**TEXT SHOWN**
_ _ _ _ _ _ _

The scientific consensus is that children are largely unharmed by Covid-19. Although they may be carriers, they rarely experience its worst symptoms. Indeed, children up to age 18 have lower rates of hospitalisation and deaths than all other age groups. But this doesn’t mean they’re entirely unaffected; in the US more than 1,000 children have been admitted to hospital with MIS-C, a serious but rare condition associated with Covid-19. We still need to suppress Covid-19 in children, or we risk not only some of them being hospitalised but also giving the virus more chances to mutate.

One of the main reasons for closing schools is the risk that infected children may pose to teachers. But, as the World Health Organization has noted, transmission between staff is the most common way the virus spreads. It’s less usual for the virus to transmit between staff and pupils, while the chances of the virus spreading from pupil to pupil are rare. It’s also not certain whether schoolchildren pose a risk to members of their household; one analysis of more than 9 million adults in England who shared a household with children aged 11 or under did not indicate an increased risk of Covid-19 (though it’s worth noting this analysis didn’t include teenagers).

Instead of thinking about schools as zones of transmission that cause case numbers to rise across the population, it’s more accurate to think of them as reflections of the existing rate of transmission: when cases rise in a community, so do the number of outbreaks that occur in schools. But the latter is not necessarily the cause of the former. In Scotland, when schools were reopened full-time in August 2020, the country had managed to suppress Covid over the summer, and 75% of schools had no cases of Covid-19 in the first half-term. And half of the schools with Covid-19 only had a single case. But as the term continued into December, the rising number of school outbreaks coincided with rising positivity rates across communities.

The new variant complicates this picture. Scotland made the decision before Christmas to delay reopening school until late January, except for vulnerable children and those of key workers. This was a precautionary move due to questions about the new variant, including how much more transmissible it is, how quickly restrictions can bring its prevalence down, and whether the variant changes the infectiousness of children. We still don’t have good answers to these questions, which is part of the scientific uncertainty that ministers must grapple with when making decisions.

_ _ _ _ _ _ _

**RECORDS PROVIDED**
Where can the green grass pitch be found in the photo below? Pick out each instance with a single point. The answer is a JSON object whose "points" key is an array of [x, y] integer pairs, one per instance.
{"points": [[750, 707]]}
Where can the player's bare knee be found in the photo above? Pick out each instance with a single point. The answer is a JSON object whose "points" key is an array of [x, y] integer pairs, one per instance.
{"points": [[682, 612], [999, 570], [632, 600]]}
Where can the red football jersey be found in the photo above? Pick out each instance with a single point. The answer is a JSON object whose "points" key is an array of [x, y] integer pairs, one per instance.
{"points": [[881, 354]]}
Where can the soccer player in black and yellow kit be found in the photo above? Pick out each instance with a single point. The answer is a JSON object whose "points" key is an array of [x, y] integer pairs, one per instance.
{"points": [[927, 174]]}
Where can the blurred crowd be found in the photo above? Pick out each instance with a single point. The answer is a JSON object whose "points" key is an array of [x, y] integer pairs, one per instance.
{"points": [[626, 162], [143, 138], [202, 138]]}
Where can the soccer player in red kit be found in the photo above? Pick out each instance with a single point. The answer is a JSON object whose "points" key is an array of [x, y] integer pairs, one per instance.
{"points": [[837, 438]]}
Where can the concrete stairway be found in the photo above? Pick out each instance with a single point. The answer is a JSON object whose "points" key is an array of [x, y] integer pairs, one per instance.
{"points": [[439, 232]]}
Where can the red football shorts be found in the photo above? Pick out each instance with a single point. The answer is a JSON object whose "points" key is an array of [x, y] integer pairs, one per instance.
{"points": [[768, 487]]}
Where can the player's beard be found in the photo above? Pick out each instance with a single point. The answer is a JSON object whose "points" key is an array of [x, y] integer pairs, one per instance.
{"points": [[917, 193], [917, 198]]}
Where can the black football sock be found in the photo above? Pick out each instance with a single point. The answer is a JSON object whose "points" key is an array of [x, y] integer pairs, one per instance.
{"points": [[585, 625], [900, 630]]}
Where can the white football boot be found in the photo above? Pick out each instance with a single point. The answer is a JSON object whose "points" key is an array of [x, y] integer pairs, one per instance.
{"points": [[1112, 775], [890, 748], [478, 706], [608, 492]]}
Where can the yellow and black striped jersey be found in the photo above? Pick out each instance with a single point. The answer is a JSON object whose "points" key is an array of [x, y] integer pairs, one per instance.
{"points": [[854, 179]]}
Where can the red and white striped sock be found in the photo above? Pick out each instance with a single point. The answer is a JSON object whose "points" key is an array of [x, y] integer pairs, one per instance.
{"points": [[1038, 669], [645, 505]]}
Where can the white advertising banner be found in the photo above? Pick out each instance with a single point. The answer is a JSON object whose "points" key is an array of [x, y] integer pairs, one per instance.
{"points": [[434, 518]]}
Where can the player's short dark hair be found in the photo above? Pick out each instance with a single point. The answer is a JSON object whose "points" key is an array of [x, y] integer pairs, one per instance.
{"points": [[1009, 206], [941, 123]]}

_ _ _ _ _ _ _

**TASK PROMPT**
Extend the text on Covid-19 and schools, starting right after its last sentence. The entries have no connection to the text on Covid-19 and schools.

**RESPONSE TO THIS TASK**
But we know far more than we did 10 months ago. The fastest way to get schools open is to reduce the number of infections across the population. This means we must all adhere to restrictions, limiting our mixing with others, avoiding indoor gatherings, staying away from crowds and remaining at home at much as possible. It’s also clear that reopening preschools, nurseries and primary schools will pose less of a risk to Covid transmission than reopening secondary schools.

The greater challenge is keeping schools open for the foreseeable future, and avoiding a situation where outbreaks force bubbles and entire classes of children to isolate intermittently, disrupting their education. There are things the government could do to help schools remain open: it could deliver regular testing in schools to catch surges in infections, and provide supported isolation for students, ensuring they have a home computer, access to wifi, and that their parents have childcare support. It could prioritise teachers and school staff in the vaccination programme to ensure they feel safe and fully protected when doing their jobs. It could allocate funding to improve ventilation in classrooms and, as we head into spring, permit teachers to use outdoor spaces for classes.

There are no simple answers to the question of when schools should reopen. Controlling transmission and ensuring we have a functional testing, tracing and isolating programme are both necessary steps. Listening to the concerns of teachers and school staff, and putting measures in place to detect any new school outbreaks, will also be vital. It is time to put political games and egos aside: what we need is a balanced discussion on how best we can move forward. An entire generation of children depends upon it.